— begin —

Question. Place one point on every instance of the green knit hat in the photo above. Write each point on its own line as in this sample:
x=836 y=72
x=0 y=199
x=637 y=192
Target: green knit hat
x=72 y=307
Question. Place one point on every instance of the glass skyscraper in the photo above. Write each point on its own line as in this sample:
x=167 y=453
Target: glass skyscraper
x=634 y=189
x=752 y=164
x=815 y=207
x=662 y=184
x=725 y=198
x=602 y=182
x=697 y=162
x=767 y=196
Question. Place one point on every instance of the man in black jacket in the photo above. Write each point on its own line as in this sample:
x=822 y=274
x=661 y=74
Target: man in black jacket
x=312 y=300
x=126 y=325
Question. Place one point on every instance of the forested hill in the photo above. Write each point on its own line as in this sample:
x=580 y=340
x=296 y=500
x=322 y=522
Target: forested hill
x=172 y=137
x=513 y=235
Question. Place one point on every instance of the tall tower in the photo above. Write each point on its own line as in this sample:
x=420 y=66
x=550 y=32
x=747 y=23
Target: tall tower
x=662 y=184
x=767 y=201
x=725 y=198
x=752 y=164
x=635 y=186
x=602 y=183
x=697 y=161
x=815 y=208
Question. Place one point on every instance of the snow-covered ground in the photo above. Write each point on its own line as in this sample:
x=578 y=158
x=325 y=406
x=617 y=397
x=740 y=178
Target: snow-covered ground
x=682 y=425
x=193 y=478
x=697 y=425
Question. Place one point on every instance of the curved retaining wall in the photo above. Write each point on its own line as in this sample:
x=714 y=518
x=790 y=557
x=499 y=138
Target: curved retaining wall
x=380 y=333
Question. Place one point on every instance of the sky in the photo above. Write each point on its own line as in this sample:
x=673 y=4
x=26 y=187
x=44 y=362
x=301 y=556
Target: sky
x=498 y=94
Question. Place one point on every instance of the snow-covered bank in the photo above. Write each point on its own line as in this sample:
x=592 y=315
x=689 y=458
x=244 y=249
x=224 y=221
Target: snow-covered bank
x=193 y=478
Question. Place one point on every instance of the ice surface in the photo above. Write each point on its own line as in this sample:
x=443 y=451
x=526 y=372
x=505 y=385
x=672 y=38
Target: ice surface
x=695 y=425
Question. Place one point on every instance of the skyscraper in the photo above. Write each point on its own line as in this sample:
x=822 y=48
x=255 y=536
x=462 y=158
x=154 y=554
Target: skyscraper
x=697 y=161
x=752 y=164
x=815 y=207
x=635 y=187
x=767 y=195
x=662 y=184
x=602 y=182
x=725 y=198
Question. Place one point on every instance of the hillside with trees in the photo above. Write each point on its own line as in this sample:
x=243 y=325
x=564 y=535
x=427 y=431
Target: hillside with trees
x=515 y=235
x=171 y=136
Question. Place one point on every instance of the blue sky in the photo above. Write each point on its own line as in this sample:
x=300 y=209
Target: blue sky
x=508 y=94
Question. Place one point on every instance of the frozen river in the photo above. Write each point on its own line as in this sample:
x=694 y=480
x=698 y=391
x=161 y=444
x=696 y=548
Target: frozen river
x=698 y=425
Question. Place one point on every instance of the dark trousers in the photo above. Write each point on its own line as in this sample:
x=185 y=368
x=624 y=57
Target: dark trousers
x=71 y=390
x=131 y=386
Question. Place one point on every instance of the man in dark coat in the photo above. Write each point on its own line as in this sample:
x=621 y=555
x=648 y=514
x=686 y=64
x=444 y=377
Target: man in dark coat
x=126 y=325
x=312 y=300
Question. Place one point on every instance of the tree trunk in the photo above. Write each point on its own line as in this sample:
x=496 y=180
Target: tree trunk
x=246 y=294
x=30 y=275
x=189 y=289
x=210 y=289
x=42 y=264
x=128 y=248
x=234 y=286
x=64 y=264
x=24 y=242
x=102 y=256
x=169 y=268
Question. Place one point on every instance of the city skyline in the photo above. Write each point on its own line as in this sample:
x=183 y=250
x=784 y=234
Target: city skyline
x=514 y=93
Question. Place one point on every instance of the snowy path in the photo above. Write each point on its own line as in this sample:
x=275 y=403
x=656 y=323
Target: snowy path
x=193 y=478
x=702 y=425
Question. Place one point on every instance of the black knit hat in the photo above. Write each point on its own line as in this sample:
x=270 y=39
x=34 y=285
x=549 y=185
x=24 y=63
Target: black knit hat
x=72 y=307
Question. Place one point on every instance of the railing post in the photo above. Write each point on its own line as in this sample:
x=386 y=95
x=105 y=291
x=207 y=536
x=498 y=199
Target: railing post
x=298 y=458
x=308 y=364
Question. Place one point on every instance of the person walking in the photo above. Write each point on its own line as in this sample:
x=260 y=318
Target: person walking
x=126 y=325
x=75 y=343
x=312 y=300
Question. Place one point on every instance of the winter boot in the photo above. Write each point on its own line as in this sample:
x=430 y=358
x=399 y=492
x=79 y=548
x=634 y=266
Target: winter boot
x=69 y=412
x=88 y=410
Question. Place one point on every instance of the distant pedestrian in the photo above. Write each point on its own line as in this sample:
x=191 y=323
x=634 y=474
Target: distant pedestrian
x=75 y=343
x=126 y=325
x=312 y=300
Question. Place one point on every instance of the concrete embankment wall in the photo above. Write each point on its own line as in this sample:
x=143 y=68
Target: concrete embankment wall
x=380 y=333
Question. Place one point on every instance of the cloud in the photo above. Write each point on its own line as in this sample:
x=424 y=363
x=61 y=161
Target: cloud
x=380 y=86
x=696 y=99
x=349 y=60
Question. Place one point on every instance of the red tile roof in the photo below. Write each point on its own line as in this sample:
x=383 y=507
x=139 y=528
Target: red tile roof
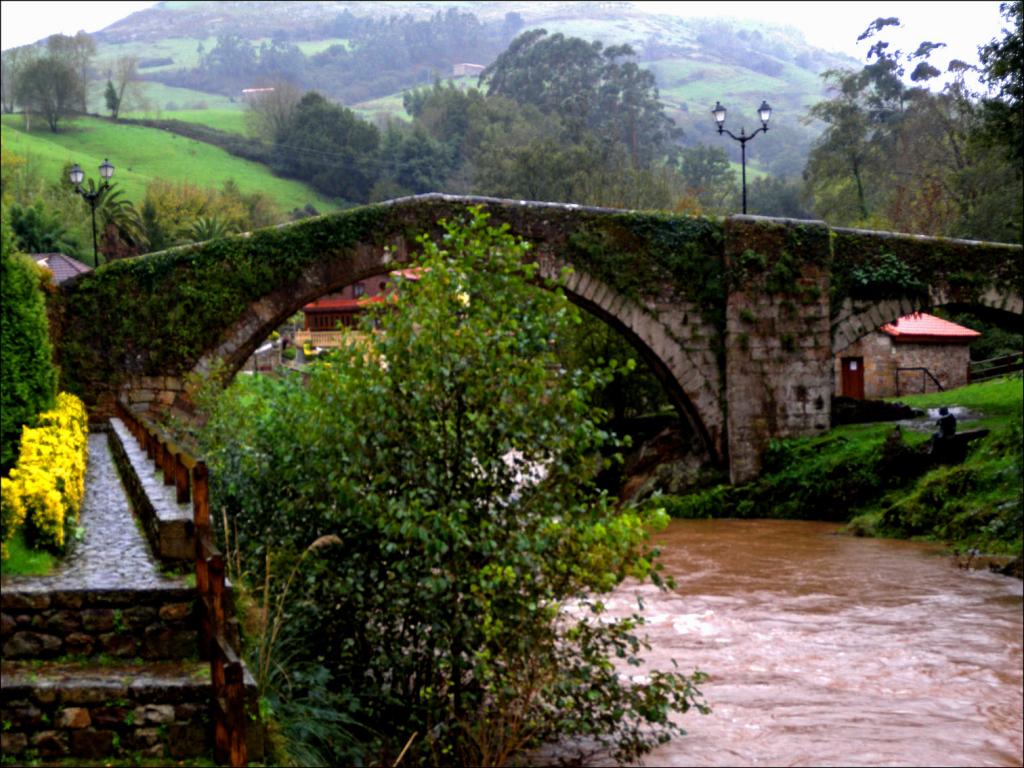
x=921 y=327
x=341 y=305
x=64 y=267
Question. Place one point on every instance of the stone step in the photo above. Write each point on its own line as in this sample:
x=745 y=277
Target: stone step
x=168 y=524
x=158 y=623
x=69 y=711
x=51 y=710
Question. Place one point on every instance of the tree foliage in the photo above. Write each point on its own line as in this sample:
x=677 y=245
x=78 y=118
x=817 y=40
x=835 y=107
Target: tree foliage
x=38 y=229
x=455 y=460
x=329 y=145
x=589 y=87
x=51 y=88
x=897 y=156
x=28 y=379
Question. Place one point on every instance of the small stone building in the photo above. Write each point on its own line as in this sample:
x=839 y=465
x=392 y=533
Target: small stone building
x=912 y=354
x=62 y=267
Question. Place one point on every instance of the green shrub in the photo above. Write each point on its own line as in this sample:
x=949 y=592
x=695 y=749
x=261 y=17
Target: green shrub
x=445 y=596
x=28 y=379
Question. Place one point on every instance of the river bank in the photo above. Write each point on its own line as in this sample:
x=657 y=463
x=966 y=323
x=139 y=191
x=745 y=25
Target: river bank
x=878 y=479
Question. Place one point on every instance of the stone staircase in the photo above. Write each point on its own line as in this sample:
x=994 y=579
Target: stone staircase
x=101 y=657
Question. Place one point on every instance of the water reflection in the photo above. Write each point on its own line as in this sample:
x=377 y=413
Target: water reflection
x=834 y=650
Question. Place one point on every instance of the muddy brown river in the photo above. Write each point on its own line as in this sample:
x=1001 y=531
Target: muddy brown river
x=834 y=650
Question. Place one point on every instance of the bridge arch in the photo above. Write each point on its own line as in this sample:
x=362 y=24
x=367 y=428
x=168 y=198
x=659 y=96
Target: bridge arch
x=738 y=317
x=689 y=375
x=858 y=318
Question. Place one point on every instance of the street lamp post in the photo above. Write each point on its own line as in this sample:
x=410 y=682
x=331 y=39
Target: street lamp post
x=92 y=196
x=764 y=112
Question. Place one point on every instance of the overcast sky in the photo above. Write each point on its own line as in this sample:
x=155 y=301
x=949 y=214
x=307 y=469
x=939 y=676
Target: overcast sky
x=833 y=26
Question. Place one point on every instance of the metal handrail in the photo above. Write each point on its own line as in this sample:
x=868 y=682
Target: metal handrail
x=190 y=478
x=924 y=372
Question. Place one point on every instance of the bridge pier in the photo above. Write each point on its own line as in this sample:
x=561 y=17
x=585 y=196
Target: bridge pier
x=778 y=364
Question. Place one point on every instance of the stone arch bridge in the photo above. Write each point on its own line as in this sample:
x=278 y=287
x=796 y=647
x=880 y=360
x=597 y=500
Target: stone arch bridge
x=739 y=318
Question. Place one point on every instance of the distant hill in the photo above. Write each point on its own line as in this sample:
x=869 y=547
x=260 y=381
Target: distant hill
x=365 y=54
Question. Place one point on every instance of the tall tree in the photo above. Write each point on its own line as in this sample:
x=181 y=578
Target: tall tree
x=1003 y=71
x=331 y=146
x=50 y=87
x=28 y=379
x=589 y=87
x=269 y=112
x=12 y=64
x=123 y=74
x=77 y=52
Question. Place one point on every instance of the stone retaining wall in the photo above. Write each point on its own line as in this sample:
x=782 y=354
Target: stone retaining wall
x=123 y=713
x=151 y=624
x=168 y=524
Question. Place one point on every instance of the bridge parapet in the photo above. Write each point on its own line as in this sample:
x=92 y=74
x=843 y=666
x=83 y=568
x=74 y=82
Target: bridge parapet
x=737 y=317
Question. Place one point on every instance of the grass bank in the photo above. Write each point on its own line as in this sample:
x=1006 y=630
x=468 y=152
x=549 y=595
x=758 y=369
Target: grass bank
x=142 y=155
x=881 y=481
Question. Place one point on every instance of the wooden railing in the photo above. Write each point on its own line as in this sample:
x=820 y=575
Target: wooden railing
x=1008 y=364
x=320 y=338
x=924 y=382
x=190 y=478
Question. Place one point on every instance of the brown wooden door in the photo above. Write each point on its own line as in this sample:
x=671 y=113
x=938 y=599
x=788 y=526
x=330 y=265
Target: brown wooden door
x=853 y=377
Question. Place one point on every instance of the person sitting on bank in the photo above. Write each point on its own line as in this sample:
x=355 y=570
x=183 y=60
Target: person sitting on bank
x=946 y=427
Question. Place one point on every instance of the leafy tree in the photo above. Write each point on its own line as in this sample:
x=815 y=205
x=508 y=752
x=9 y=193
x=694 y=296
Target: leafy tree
x=12 y=62
x=898 y=156
x=268 y=114
x=331 y=146
x=209 y=227
x=454 y=461
x=123 y=231
x=125 y=72
x=51 y=88
x=77 y=53
x=589 y=87
x=778 y=197
x=111 y=97
x=28 y=379
x=1003 y=65
x=709 y=177
x=37 y=229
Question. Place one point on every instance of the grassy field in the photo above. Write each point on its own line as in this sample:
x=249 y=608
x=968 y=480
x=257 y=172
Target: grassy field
x=156 y=99
x=231 y=121
x=882 y=482
x=25 y=561
x=141 y=155
x=183 y=51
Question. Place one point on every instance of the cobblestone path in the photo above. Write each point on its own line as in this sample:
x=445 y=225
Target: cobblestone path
x=114 y=554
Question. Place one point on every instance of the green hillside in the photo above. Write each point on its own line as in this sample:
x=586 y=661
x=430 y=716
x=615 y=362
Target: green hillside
x=141 y=155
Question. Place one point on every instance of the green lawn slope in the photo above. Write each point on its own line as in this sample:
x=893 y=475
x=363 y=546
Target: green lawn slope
x=141 y=155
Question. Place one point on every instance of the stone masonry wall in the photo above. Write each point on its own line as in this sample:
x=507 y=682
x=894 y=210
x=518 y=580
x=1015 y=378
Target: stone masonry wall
x=157 y=624
x=880 y=366
x=133 y=716
x=948 y=363
x=777 y=349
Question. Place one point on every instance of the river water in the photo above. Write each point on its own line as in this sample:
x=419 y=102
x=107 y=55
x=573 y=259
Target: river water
x=826 y=649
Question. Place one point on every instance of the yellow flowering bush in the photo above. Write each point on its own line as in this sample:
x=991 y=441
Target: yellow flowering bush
x=46 y=486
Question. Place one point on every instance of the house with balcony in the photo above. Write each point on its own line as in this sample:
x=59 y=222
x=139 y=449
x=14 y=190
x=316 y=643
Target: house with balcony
x=915 y=353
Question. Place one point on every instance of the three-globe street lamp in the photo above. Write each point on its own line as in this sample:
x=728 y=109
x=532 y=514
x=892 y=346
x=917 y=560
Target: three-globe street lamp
x=764 y=112
x=91 y=196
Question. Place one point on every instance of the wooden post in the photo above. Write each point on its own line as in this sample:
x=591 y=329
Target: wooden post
x=168 y=465
x=236 y=716
x=201 y=496
x=221 y=742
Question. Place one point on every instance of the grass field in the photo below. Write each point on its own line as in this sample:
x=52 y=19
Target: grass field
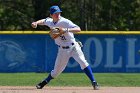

— end —

Given task: Put every line of the items above, from the line containing "Question. Place one point on every instance of the brown" down to the line containing "x=853 y=377", into a JSON list of strings, one string per line, with both end lines included and blank lines left out.

Exercise output:
[
  "Question. Place one point on every instance of the brown wooden door in the photo above. Write each point on its own line as in this sample:",
  "x=671 y=113",
  "x=938 y=599",
  "x=788 y=526",
  "x=330 y=265",
  "Target: brown wooden door",
  "x=853 y=377"
]